**Instructions to follow:** Your answer should consist only of the lines below from the one with "Question. The picture above shows the man's hand" through the one with "Question. The picture above shows the wood grain", copied exactly.

** Opening Records provided block **

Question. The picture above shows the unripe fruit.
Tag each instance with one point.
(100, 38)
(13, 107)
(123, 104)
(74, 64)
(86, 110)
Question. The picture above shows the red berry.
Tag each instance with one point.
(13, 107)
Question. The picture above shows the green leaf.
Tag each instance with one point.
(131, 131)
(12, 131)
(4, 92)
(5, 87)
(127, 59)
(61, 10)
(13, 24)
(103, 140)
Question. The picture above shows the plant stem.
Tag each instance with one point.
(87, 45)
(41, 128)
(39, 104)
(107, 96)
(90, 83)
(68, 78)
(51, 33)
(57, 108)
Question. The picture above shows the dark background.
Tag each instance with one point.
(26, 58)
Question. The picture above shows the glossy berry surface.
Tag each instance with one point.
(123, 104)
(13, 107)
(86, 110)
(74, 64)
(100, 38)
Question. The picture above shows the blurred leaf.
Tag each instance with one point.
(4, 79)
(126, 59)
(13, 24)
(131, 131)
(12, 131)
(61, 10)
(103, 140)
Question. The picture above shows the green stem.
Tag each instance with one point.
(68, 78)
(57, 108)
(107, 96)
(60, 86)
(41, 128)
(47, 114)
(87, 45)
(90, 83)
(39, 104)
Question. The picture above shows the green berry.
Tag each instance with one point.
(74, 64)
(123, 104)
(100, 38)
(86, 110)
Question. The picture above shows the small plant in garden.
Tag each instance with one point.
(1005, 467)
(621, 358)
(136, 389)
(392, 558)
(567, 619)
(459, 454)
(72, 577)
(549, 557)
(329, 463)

** Closing Records provided block **
** Opening Records provided block **

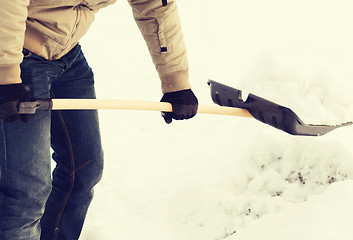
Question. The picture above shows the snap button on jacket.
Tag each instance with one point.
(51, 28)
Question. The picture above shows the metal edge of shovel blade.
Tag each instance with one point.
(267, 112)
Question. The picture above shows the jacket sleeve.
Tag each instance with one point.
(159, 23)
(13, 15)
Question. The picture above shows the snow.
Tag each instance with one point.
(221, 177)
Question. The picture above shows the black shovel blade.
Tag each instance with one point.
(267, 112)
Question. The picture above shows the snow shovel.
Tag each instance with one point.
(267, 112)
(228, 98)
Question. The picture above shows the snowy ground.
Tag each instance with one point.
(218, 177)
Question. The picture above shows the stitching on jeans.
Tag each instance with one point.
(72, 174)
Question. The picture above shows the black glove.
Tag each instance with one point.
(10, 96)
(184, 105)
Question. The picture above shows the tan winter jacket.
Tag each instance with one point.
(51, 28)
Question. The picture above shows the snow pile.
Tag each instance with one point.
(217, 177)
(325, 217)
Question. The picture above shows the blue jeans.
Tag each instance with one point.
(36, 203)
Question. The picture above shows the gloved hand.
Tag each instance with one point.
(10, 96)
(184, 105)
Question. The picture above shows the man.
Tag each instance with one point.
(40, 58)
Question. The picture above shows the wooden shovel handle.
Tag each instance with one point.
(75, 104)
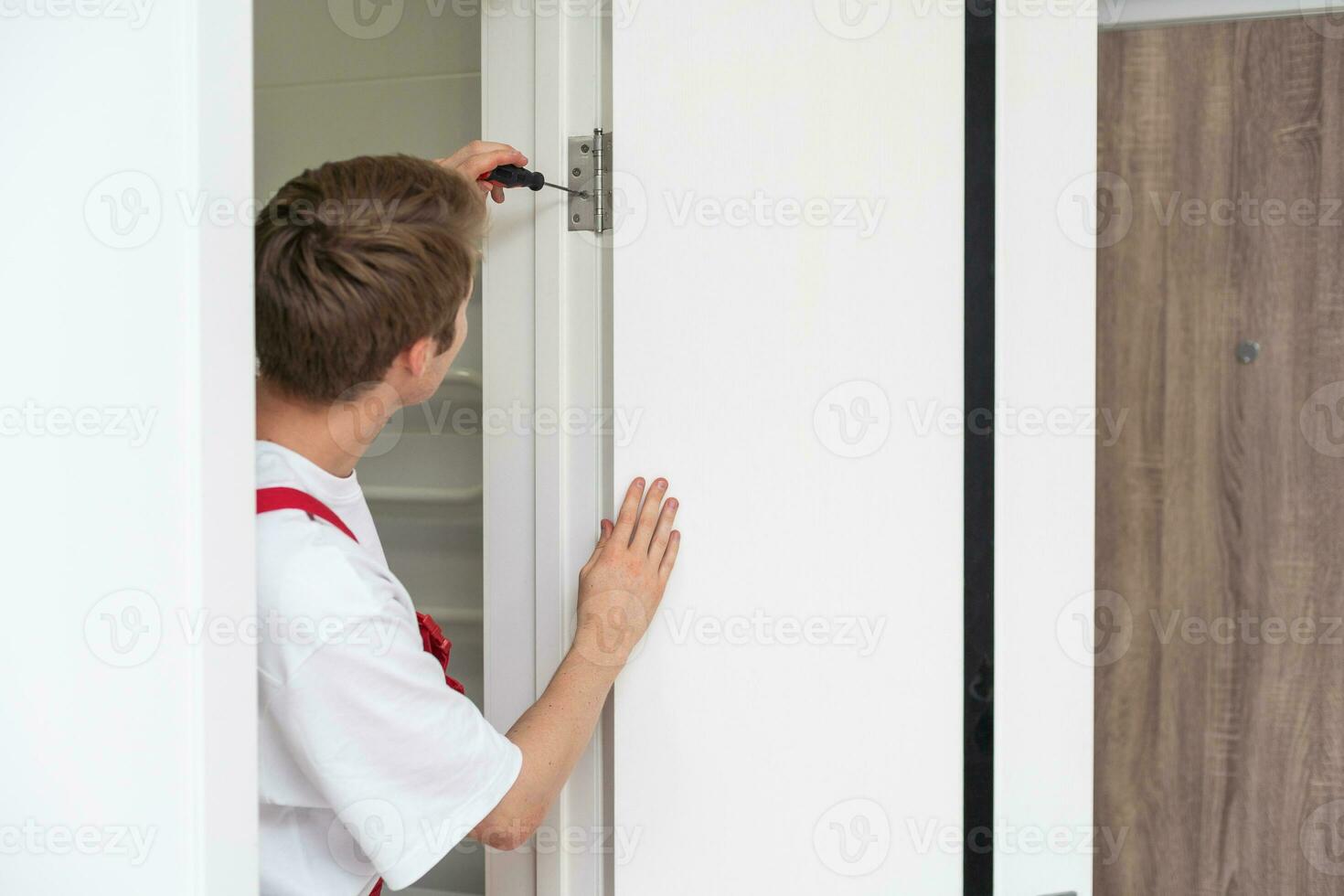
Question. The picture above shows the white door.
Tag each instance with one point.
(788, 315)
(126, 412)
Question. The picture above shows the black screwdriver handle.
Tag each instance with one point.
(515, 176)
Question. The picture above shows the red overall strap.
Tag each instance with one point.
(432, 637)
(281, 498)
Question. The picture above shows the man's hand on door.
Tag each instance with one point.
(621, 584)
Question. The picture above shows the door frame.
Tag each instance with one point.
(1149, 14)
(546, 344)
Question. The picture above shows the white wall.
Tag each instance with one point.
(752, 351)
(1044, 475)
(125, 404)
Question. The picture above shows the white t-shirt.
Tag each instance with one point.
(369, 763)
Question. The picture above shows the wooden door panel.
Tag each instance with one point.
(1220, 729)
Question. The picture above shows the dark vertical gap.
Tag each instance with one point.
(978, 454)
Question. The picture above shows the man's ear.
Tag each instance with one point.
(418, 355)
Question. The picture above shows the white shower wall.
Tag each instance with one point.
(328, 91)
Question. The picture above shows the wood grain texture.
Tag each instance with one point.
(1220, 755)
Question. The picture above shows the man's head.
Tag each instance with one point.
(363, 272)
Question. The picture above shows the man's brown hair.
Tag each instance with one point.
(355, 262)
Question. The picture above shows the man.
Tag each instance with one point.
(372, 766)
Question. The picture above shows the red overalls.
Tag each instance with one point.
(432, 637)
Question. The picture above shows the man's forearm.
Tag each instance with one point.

** Closing Records provided block **

**Exercise result:**
Question. The picture above shows the man's hand on door.
Tag each instance with one point.
(621, 584)
Question. The picture above shows the door frame.
Tag each instance with one point.
(1149, 14)
(546, 344)
Question. The picture above shows the white wall.
Tag each instance with one point.
(752, 351)
(1044, 475)
(125, 404)
Question. The picture above shows the white t-shirt.
Tag each instance with one point.
(369, 763)
Question. The picture above shows the wooden door panel.
Tag each instance with one point.
(1220, 729)
Question. The picture above shows the dark vertical gap.
Tag each instance with one point.
(978, 454)
Question. The picture above shows the man's ear.
Tag each instance with one point.
(418, 355)
Question. The picture above shows the white shower wall.
Tag each instance with one point.
(328, 91)
Question. The picture above shows the wood grain texture.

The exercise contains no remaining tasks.